◆ **TASK BRIEF**: Print the lines below exactly, beginning with the one that contains "Please put a point on each instance of the terracotta" and stopping after the last line.

◆ **DATA FOR ANALYSIS**:
# # # #

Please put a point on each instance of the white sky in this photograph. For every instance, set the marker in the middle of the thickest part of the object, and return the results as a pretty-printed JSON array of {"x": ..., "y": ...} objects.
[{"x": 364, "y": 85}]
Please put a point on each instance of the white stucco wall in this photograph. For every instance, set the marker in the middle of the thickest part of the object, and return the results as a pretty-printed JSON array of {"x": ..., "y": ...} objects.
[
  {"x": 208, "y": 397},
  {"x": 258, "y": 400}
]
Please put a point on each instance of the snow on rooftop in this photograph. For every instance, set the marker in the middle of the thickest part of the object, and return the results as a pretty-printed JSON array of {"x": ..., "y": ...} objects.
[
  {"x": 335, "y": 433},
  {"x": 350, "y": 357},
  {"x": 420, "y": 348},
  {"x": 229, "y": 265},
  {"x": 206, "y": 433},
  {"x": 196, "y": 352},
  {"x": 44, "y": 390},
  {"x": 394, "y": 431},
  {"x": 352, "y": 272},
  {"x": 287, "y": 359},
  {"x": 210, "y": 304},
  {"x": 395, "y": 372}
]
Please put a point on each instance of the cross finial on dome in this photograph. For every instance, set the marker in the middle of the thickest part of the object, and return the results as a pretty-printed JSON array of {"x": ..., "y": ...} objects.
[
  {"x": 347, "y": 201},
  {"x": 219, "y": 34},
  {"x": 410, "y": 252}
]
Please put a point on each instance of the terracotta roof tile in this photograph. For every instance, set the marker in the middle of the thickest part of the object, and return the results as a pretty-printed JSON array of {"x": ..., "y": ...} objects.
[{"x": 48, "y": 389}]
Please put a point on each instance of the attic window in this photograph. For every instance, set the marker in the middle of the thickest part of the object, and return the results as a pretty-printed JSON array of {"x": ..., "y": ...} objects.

# # # #

◆ **SOLUTION TO THIS PROBLEM**:
Please put a point on each instance of the terracotta roof tile in this photograph. For every instance, set the marker in the middle of the thickest part of the object, and return the results as a pretty-printed JSON array of {"x": ..., "y": ...} objects.
[{"x": 48, "y": 389}]
Please put a point on each instance of the attic window in this photograph. For every instance, set the marker in the middle of the thickest part of the object, and return the results as a pretty-printed JSON array of {"x": ..., "y": ...} objects.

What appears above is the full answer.